The Government rejected our recommendation to decouple penalties and harm ranking. They said that a fundamental purpose of the classification system was to provide a framework within which penalties are set with reference to the harm caused by a drug. If the Government choose to pursue that line and insist that penalties are coupled with the harm rating of drugs, it is even more important that the classification system is reviewed to ensure that it is robust and evidence-based.

We are extremely disappointed that a review of the classification system is unlikely to take place. We were expecting our report to feed into the review of the system announced on 19 January 2006 by the then Home Secretary, the right hon. Member for Norwich, South (Mr. Clarke). Frustratingly, in their response to our report, the Government announced that they no longer intended to undertake a review, despite having got as far as producing a draft consultation document. Frankly, it was illogical and patronising to be told that the Government want to concentrate on their drugs strategy and that a review of classification would mean that people spent their time arguing about that instead of concentrating on

We hope that the Minister will say whether a future review is still possible and that it has not been completely rejected.

Before concluding my remarks, I should like briefly to comment on two other issues covered in the report: the role of the ACMD and the importance of research about drugs. In the report we considered the role of the ACMD and its relationship to Government. Despite the misunderstandings, I do not wish to go over old ground, so I will pick up three of the recommendations about the ACMD that were accepted by the Government.

First, the Home Office and the ACMD should establish a more systematic approach to reviewing the classification of individual drugs. We suggested that the Home Office and the ACMD draw up a list of criteria to be taken into account when determining whether the classification of a particular drug should be reviewed. The Government accepted that recommendation in principle, and Professor Nutt, chair of the technical committee, said that all drugs should be systematically reviewed on a regular basis, probably in a five-year cycle. Will the Minister say what work the Home Office has undertaken with the ACMD to establish a systematic review of current drug classifications?

========================================

*What you should do:*
Copy out the whole excerpt on drug classification word for word. The listing that comes next has nothing to do with the excerpt on drug classification.

*Data under study:*
========================================

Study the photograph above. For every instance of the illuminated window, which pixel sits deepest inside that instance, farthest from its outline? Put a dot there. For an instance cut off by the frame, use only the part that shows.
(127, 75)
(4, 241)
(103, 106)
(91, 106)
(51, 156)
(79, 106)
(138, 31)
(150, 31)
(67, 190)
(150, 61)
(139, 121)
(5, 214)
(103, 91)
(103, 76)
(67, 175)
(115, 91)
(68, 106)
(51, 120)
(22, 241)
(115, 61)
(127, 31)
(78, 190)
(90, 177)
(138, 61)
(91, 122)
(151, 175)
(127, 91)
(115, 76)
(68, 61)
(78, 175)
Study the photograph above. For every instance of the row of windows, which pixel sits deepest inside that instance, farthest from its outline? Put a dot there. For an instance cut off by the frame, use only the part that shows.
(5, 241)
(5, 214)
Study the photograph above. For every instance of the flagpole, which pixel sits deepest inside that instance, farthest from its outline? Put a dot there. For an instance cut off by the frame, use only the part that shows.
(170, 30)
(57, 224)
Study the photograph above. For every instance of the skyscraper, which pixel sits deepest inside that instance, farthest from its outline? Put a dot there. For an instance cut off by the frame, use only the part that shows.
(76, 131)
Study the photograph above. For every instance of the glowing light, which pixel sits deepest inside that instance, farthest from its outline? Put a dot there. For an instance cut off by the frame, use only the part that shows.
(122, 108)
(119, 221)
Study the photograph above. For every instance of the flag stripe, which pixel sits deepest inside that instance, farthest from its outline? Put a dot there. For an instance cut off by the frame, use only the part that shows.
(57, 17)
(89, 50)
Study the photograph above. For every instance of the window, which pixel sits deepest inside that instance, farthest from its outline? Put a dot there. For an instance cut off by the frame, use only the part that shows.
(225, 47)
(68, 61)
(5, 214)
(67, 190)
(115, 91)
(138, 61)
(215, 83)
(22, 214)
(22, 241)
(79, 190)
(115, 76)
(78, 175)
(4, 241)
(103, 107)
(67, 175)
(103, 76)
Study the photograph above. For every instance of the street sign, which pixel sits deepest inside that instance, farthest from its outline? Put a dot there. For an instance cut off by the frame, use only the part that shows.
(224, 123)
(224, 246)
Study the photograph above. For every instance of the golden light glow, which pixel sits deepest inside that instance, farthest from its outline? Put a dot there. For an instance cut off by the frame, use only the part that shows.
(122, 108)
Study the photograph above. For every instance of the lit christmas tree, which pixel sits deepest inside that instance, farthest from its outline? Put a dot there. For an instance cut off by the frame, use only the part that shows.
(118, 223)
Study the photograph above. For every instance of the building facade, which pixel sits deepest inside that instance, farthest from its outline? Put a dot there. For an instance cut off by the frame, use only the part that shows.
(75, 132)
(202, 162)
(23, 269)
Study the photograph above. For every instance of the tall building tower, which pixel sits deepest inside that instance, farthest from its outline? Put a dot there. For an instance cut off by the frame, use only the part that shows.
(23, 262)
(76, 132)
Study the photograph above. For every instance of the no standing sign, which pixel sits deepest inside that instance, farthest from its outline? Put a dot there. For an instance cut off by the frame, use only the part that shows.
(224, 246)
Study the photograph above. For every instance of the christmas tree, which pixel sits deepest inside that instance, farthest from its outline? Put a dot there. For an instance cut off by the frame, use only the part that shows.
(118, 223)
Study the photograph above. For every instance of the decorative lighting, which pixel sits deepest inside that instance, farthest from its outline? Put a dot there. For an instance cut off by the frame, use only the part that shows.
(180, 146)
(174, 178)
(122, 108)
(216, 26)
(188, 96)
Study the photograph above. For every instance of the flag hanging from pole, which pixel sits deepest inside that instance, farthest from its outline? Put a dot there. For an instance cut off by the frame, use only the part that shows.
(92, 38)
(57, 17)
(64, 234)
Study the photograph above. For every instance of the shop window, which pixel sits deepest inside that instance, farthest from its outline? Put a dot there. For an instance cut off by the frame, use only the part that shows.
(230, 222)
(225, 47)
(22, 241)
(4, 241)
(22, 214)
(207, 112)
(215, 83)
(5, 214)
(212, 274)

========================================

*Task answer:*
The Government rejected our recommendation to decouple penalties and harm ranking. They said that a fundamental purpose of the classification system was to provide a framework within which penalties are set with reference to the harm caused by a drug. If the Government choose to pursue that line and insist that penalties are coupled with the harm rating of drugs, it is even more important that the classification system is reviewed to ensure that it is robust and evidence-based.

We are extremely disappointed that a review of the classification system is unlikely to take place. We were expecting our report to feed into the review of the system announced on 19 January 2006 by the then Home Secretary, the right hon. Member for Norwich, South (Mr. Clarke). Frustratingly, in their response to our report, the Government announced that they no longer intended to undertake a review, despite having got as far as producing a draft consultation document. Frankly, it was illogical and patronising to be told that the Government want to concentrate on their drugs strategy and that a review of classification would mean that people spent their time arguing about that instead of concentrating on

We hope that the Minister will say whether a future review is still possible and that it has not been completely rejected.

Before concluding my remarks, I should like briefly to comment on two other issues covered in the report: the role of the ACMD and the importance of research about drugs. In the report we considered the role of the ACMD and its relationship to Government. Despite the misunderstandings, I do not wish to go over old ground, so I will pick up three of the recommendations about the ACMD that were accepted by the Government.

First, the Home Office and the ACMD should establish a more systematic approach to reviewing the classification of individual drugs. We suggested that the Home Office and the ACMD draw up a list of criteria to be taken into account when determining whether the classification of a particular drug should be reviewed. The Government accepted that recommendation in principle, and Professor Nutt, chair of the technical committee, said that all drugs should be systematically reviewed on a regular basis, probably in a five-year cycle. Will the Minister say what work the Home Office has undertaken with the ACMD to establish a systematic review of current drug classifications?